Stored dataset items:
----

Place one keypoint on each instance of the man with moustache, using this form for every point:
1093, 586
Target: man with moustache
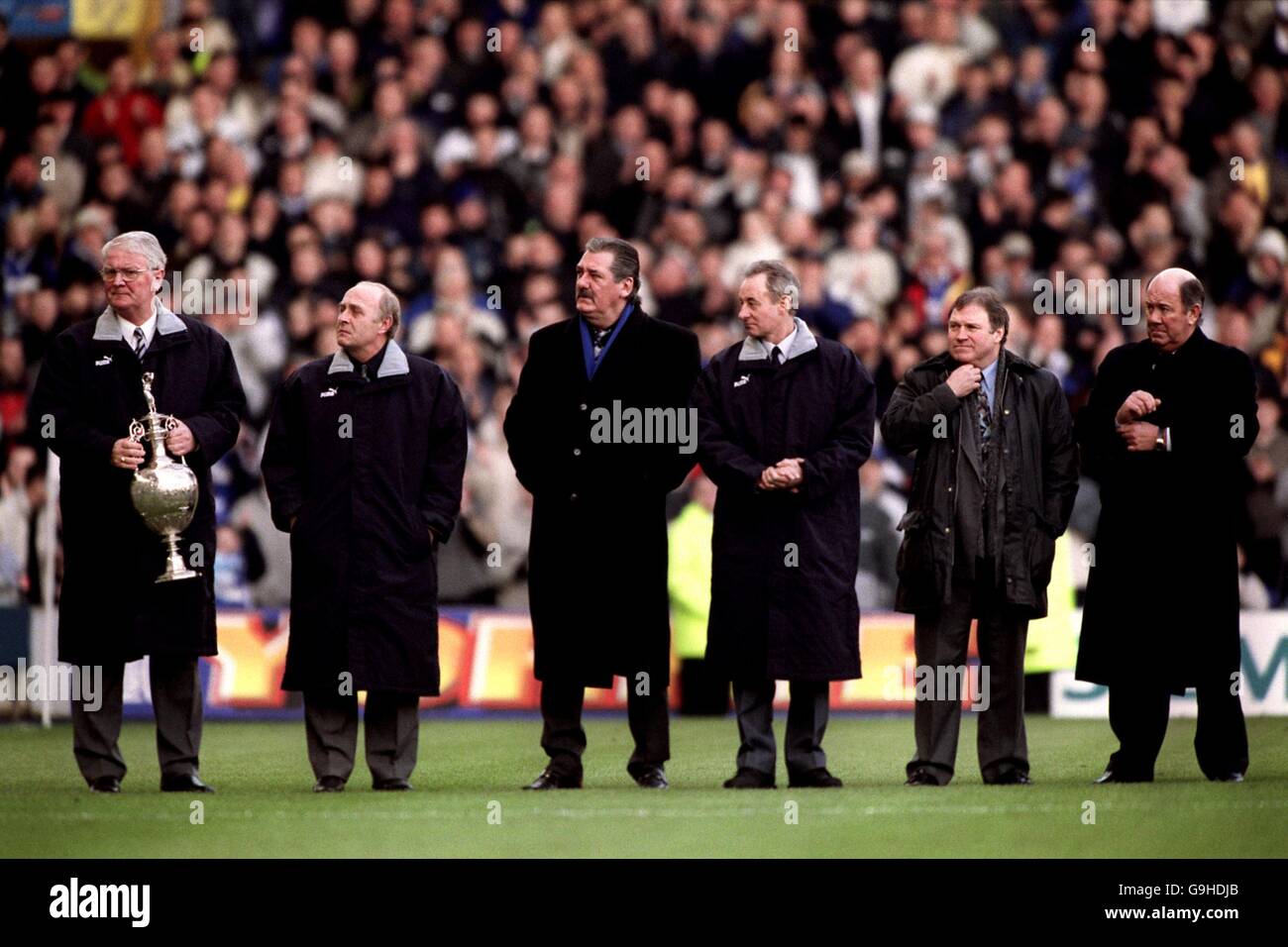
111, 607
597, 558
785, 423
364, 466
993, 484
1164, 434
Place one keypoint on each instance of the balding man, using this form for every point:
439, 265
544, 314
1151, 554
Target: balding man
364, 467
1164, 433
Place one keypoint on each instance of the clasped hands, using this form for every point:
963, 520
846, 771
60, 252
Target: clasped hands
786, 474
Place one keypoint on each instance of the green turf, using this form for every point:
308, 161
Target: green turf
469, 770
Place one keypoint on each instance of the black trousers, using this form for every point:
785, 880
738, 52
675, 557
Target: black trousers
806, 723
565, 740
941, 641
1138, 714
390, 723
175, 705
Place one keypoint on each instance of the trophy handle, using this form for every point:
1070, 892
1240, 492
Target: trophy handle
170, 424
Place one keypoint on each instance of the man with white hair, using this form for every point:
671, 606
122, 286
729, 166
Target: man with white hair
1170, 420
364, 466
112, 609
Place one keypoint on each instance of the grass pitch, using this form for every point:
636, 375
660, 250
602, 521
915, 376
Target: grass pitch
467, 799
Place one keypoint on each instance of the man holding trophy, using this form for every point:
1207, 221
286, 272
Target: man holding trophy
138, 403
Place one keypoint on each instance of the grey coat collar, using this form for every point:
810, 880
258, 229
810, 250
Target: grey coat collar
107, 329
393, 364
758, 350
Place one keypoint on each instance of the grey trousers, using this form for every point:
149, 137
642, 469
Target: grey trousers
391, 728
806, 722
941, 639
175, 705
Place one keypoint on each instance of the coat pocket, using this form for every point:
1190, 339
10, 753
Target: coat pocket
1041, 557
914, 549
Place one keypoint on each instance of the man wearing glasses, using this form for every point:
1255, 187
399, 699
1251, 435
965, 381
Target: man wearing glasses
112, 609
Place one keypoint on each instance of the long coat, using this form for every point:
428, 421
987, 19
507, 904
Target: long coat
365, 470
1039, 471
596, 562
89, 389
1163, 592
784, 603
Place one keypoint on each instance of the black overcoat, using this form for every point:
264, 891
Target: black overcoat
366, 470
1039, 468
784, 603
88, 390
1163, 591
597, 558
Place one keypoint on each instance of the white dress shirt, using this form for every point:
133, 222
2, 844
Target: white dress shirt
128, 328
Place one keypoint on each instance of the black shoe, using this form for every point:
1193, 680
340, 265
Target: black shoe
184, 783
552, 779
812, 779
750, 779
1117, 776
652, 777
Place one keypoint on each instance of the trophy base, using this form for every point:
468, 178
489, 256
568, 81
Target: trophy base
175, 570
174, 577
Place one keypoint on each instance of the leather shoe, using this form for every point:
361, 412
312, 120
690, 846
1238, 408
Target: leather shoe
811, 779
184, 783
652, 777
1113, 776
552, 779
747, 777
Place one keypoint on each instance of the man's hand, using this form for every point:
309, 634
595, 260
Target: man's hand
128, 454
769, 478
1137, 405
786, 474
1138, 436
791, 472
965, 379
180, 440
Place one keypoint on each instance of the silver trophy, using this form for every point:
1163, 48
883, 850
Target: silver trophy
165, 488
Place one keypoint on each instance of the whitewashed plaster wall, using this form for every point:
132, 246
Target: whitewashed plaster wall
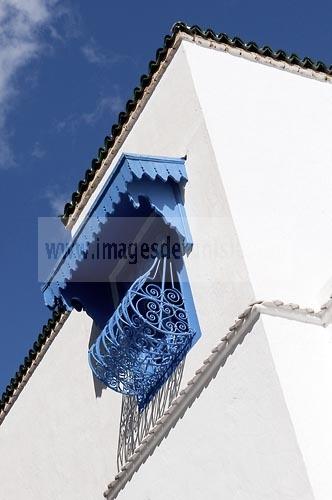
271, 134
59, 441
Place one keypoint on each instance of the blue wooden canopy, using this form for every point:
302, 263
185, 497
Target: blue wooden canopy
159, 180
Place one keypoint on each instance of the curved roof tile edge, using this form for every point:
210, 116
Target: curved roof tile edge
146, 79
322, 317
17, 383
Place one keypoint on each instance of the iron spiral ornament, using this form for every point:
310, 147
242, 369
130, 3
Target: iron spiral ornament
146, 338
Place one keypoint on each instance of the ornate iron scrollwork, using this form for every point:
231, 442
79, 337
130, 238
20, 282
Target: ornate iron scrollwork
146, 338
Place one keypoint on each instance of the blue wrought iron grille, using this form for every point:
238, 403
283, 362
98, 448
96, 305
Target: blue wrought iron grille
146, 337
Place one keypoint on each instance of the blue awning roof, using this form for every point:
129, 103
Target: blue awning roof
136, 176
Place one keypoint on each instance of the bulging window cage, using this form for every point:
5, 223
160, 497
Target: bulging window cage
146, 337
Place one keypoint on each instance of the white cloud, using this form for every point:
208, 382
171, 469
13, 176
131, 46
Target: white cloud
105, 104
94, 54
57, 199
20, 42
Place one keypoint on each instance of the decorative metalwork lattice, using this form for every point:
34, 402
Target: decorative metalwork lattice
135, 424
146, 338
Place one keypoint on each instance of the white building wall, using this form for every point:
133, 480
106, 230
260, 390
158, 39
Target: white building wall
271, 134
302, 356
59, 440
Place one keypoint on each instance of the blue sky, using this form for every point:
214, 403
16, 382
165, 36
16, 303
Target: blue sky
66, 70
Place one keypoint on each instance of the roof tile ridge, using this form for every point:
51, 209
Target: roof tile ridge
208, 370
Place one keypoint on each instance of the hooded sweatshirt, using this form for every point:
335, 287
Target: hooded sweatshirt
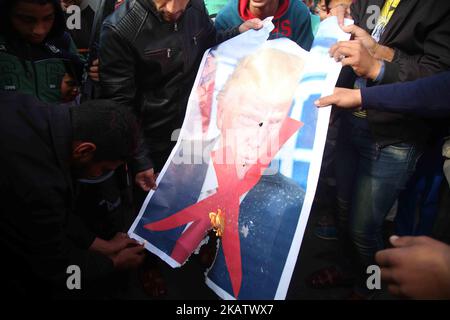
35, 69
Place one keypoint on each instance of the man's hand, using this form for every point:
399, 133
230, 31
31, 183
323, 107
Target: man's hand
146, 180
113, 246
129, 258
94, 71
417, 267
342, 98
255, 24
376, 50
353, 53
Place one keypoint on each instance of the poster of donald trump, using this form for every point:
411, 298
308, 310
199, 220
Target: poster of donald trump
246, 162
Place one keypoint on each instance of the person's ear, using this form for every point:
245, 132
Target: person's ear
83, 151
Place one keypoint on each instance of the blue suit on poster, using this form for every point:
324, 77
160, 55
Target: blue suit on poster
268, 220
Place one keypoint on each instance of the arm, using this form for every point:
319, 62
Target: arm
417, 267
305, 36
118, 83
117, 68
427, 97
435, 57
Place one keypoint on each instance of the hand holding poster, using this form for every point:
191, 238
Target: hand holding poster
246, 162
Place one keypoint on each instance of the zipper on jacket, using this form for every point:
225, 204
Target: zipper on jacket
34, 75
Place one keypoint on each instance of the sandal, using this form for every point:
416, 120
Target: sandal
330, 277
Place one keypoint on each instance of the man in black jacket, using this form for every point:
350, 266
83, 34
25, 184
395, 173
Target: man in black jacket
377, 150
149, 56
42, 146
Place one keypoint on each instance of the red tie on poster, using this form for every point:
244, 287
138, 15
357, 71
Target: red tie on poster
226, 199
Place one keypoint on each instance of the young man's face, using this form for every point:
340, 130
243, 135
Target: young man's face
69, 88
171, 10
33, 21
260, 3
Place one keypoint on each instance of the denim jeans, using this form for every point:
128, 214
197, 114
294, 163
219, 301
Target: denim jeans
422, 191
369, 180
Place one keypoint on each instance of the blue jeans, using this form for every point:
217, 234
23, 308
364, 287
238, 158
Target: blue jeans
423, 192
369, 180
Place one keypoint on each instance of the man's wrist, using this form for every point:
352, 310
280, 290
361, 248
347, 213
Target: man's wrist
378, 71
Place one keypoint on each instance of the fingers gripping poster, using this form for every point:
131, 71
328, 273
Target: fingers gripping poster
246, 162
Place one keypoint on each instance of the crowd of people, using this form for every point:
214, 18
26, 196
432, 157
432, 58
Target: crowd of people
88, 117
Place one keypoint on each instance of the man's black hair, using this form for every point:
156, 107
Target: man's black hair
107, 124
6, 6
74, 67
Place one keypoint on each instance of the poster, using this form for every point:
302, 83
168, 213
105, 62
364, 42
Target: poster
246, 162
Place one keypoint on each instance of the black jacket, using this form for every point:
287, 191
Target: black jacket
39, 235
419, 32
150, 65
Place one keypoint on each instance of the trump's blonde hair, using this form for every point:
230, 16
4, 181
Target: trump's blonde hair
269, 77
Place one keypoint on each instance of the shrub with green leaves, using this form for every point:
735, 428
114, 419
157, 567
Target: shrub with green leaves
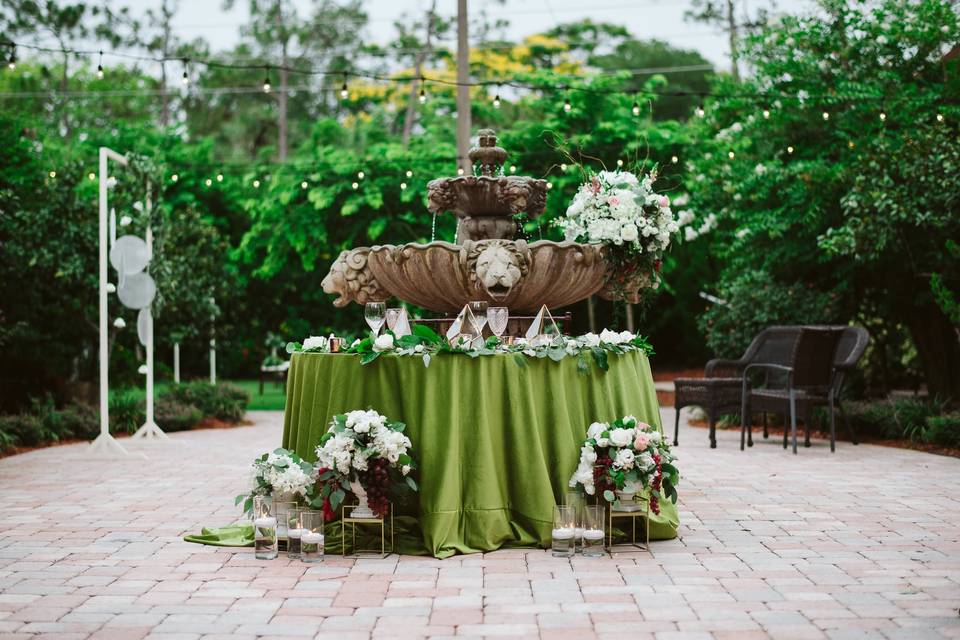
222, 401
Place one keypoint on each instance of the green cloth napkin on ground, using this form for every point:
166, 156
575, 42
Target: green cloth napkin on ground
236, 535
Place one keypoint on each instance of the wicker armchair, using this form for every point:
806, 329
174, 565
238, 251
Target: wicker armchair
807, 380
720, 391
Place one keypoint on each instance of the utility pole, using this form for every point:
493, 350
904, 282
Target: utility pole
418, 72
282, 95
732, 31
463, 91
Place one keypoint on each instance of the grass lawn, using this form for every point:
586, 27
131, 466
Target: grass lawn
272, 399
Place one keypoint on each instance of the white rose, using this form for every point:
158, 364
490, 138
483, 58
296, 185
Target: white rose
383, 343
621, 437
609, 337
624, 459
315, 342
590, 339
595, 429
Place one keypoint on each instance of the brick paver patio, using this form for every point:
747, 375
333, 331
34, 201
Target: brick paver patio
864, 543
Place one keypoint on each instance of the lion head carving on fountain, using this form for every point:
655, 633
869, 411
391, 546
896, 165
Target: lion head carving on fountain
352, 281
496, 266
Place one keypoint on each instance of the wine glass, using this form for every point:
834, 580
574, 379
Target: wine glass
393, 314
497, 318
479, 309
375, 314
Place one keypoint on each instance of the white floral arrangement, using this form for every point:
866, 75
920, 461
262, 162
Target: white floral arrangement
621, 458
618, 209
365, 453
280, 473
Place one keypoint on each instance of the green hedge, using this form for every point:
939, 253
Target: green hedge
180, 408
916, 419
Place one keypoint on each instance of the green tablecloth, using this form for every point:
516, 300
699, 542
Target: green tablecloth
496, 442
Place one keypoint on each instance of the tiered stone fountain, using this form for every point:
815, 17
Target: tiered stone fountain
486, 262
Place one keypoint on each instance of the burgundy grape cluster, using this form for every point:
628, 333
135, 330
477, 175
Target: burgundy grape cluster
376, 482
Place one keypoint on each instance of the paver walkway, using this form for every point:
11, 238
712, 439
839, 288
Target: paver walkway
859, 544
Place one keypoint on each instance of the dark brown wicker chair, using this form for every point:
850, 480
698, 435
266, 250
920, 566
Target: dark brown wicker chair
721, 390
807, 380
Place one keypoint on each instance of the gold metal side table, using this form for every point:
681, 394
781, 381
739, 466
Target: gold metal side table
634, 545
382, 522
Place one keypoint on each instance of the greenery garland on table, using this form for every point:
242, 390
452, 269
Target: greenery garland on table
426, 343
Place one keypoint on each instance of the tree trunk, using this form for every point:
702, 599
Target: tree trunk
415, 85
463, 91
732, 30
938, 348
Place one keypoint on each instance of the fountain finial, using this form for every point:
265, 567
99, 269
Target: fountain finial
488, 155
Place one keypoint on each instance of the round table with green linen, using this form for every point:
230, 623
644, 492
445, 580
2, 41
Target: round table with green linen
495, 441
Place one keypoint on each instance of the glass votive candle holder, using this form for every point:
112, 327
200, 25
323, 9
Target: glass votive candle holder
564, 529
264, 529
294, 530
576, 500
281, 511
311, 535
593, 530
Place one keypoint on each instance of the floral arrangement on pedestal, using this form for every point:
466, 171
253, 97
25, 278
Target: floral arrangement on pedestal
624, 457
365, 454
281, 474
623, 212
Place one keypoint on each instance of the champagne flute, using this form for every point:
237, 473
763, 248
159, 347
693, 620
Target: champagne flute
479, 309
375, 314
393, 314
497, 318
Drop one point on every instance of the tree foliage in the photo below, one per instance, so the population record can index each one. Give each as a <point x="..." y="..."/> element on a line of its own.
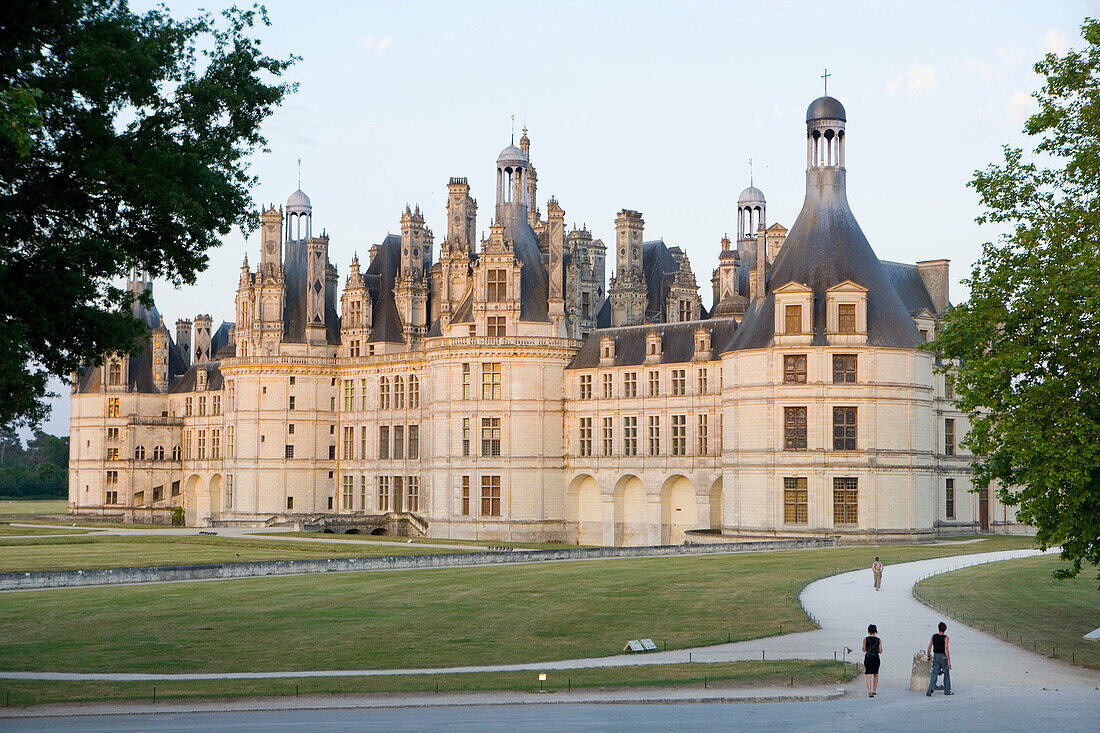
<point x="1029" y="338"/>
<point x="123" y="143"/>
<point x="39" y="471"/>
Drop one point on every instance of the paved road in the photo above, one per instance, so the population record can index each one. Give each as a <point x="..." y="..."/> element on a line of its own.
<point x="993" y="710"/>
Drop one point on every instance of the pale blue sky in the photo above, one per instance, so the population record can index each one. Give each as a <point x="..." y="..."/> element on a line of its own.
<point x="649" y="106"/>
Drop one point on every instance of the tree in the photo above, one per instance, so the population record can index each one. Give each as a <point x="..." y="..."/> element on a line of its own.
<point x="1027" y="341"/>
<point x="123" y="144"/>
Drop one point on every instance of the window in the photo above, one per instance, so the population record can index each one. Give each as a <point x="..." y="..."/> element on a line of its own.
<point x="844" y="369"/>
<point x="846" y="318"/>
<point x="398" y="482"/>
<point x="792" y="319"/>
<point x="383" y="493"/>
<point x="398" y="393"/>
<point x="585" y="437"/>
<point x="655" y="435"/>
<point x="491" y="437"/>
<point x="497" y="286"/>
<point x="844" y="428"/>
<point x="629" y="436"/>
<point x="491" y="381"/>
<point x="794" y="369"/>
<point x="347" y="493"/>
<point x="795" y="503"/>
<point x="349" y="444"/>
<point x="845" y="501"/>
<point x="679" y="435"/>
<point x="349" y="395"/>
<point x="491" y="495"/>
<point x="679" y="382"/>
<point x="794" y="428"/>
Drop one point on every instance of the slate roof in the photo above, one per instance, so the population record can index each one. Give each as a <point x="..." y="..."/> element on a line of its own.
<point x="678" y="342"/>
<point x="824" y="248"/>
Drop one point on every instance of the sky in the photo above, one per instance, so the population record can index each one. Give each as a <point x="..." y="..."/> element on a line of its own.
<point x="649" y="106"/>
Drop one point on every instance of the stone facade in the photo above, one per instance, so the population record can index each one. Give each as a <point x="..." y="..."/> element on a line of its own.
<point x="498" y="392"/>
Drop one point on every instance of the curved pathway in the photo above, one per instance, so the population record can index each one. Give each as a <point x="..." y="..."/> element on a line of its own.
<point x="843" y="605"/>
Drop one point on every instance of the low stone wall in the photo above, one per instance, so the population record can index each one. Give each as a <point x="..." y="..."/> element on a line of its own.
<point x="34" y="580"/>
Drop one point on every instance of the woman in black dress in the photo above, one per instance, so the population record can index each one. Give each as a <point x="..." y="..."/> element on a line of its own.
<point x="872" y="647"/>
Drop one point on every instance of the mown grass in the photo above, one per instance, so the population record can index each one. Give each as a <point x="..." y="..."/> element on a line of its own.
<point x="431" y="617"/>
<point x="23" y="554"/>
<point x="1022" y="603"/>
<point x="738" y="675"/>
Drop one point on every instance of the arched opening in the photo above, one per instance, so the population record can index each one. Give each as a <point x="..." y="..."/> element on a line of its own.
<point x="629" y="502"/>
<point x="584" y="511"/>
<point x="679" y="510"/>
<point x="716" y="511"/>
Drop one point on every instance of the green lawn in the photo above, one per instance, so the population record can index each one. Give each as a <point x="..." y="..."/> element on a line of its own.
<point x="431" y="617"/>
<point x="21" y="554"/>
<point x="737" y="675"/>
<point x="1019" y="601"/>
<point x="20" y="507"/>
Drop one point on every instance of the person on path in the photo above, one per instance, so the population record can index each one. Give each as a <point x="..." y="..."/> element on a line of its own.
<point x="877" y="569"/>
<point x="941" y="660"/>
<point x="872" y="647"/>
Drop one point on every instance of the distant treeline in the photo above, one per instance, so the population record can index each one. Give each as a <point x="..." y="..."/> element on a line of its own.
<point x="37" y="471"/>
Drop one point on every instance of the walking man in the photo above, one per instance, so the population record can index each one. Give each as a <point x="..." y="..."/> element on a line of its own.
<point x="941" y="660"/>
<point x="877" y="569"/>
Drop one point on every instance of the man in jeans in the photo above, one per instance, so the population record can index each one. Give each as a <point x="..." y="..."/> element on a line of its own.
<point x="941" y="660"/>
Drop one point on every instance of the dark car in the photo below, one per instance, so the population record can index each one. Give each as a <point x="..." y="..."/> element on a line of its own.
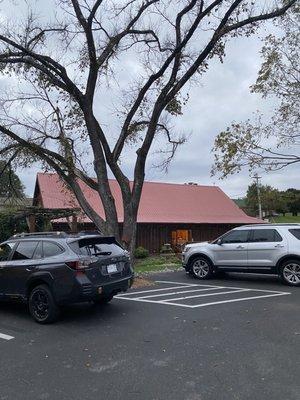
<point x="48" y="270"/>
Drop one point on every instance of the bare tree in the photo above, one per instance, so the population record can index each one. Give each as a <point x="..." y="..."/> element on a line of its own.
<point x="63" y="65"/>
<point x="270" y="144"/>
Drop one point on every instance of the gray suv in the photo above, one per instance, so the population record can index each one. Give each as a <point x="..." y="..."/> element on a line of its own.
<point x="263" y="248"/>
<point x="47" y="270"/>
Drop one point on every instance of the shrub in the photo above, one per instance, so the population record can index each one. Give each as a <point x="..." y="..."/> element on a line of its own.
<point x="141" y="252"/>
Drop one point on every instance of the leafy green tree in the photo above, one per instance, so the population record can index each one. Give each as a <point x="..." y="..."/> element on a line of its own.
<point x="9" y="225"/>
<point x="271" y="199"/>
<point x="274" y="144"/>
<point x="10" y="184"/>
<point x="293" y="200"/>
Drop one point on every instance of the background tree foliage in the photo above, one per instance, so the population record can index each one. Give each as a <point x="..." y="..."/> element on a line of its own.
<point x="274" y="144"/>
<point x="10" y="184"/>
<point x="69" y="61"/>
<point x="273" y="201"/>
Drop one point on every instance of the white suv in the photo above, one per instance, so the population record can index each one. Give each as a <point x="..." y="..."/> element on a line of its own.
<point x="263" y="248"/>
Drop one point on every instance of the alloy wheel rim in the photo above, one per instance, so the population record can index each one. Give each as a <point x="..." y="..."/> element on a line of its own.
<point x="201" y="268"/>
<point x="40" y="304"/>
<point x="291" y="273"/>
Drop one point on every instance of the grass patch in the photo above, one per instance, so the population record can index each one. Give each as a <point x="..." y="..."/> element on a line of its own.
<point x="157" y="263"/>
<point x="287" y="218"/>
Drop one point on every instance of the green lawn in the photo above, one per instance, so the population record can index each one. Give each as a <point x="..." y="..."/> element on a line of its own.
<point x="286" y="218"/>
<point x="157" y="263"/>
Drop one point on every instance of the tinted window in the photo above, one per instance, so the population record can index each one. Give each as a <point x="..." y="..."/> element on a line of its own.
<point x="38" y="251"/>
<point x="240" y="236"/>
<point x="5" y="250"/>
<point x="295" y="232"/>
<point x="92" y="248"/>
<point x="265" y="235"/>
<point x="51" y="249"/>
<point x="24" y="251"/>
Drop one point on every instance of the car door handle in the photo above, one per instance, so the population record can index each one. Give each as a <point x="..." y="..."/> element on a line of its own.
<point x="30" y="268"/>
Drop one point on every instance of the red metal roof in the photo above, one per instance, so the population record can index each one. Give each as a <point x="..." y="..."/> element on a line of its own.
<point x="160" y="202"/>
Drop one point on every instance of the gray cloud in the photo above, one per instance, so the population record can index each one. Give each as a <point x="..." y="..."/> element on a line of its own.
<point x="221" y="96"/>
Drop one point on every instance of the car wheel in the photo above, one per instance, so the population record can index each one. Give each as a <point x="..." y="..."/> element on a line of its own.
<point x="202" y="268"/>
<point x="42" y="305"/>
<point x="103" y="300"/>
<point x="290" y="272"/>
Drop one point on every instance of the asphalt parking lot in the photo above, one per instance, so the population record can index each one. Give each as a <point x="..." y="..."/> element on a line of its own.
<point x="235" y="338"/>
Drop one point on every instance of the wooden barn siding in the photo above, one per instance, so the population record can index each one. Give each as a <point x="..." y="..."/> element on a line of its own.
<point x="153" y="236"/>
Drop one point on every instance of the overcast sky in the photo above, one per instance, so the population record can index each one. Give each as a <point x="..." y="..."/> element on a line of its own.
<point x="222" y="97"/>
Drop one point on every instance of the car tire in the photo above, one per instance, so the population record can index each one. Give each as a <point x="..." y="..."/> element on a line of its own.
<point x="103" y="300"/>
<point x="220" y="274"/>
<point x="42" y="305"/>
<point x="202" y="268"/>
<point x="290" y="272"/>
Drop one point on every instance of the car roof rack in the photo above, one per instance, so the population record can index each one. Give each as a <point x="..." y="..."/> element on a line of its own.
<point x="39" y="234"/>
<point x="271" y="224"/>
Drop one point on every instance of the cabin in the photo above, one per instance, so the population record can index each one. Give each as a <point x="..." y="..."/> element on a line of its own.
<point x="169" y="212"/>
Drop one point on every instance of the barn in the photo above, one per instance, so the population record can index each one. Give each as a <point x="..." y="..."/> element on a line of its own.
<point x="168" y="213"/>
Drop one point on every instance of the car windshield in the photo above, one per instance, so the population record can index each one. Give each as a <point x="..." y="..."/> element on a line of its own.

----

PROBLEM STATEMENT:
Once you reach the line with "Target: man in black jacket" in the data above, copy it and every line after it exactly, up to and including the line with "Place one keypoint on each instance of the young".

REPLY:
Target: man in black jacket
377, 150
149, 56
42, 146
Place one keypoint on each instance of the red tie on poster, using this form for every point:
244, 287
138, 15
357, 71
Target: red tie on poster
226, 199
Place one keypoint on each instance of the young man's face, using this form for every point:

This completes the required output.